» **EXCERPT PROVIDED**
══════════

This application claims priority to Chinese Patent Application No. 202311413569.6 filed Oct. 27, 2023, the disclosure of which is hereby incorporated by reference in its entirety.
The present disclosure relates to the technical field of processors, and in particular, to a processor, an instruction fetching method, and a computer system.
An instruction fetch unit (IFU) is a module for fetching instructions in a Central Processing Unit (CPU), and generally includes a cache memory (I-cache) and a function module related to branch prediction. Branch instructions are a type of necessary instructions in each of various instruction sets. Since the branch instructions may cause control risks, a pipeline may be refreshed when a processor executes the branch instructions. A proportion of the branch instructions in general program codes is about ¼, a designer subjects the branch instructions to special processing while designing the processor, and designs a branch prediction module to improve performance of the processor.
In an RISC-V instruction set, the branch instructions are mainly classified into two categories: conditional branch instructions and unconditional branch instructions. For a cyclic program segment, a predictor generally needs to learn for multiple times to accurately predict the cyclic program segment in a processor with a long pipeline, but cannot achieve precise prediction.
In order to solve at least one of the technical problems in the prior art, the present disclosure provides a processor, an instruction fetching method, and a computer system.
In a first aspect, the present disclosure provides a processor, including: at least one processor core, wherein the at least one processor core includes: an instruction fetch unit and a decoding unit, the instruction fetch unit is configured to: perform detection of loop body flag instructions on acquired instructions; and send loop body instructions and non-loop body instructions in the acquired instructions to the decoding unit in a time-sharing manner according to a detection result, the loop body flag instructions carry a target number of loops of the loop body instructions, the instruction fetch unit cyclically sends the loop body instructions to the decoding unit according to the target number of loops, and the decoding unit is configured to decode received instructions.

══════════

» **MATERIAL SHOWN**
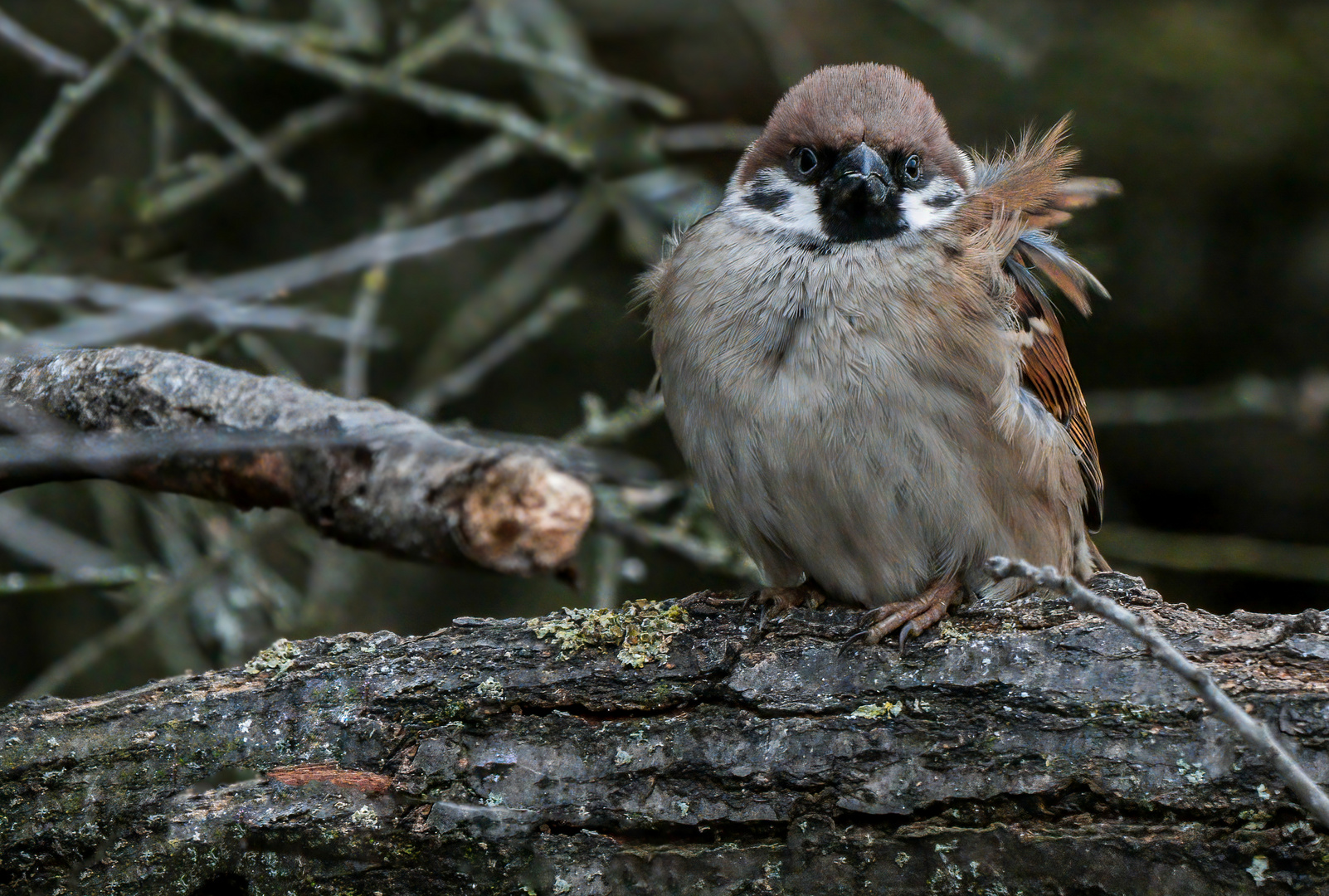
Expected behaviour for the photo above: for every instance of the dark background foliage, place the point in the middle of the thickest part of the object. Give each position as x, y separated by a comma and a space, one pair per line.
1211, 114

══════════

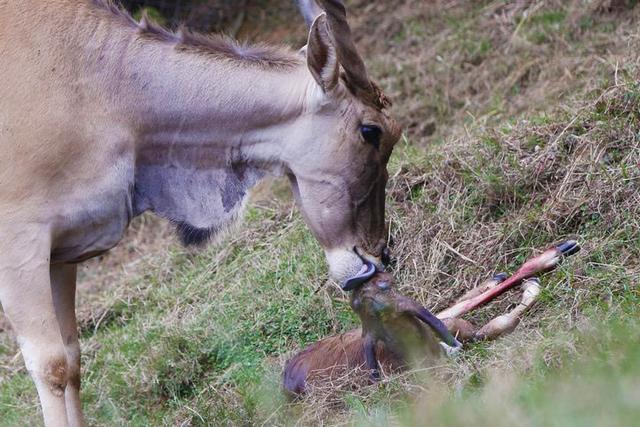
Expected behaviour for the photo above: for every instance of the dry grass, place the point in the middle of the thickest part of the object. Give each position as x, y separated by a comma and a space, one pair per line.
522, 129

══════════

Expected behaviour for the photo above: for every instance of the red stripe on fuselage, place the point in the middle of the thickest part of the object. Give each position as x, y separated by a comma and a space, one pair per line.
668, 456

══════════

» **EXERCISES TO COMPLETE**
[1] Condense the paragraph of the processor excerpt that begins "An instruction fetch unit (IFU)" into a shorter version that keeps its main facts.
[2] Rewrite everything in the processor excerpt from "The present disclosure relates" down to "of the processor.", replacing "branch prediction" with "jump prediction".

» **TASK RESULTS**
[1] An instruction fetch unit (IFU) fetches instructions in a CPU and generally includes an I-cache and a branch prediction module. Branch instructions are necessary in every instruction set, but they may cause control risks that lead to the pipeline being refreshed. They make up about ¼ of general program code, so designers give them special processing and design a branch prediction module to improve processor performance.

[2]
The present disclosure relates to the technical field of processors, and in particular, to a processor, an instruction fetching method, and a computer system.
An instruction fetch unit (IFU) is a module for fetching instructions in a Central Processing Unit (CPU), and generally includes a cache memory (I-cache) and a function module related to jump prediction. Branch instructions are a type of necessary instructions in each of various instruction sets. Since the branch instructions may cause control risks, a pipeline may be refreshed when a processor executes the branch instructions. A proportion of the branch instructions in general program codes is about ¼, a designer subjects the branch instructions to special processing while designing the processor, and designs a jump prediction module to improve performance of the processor.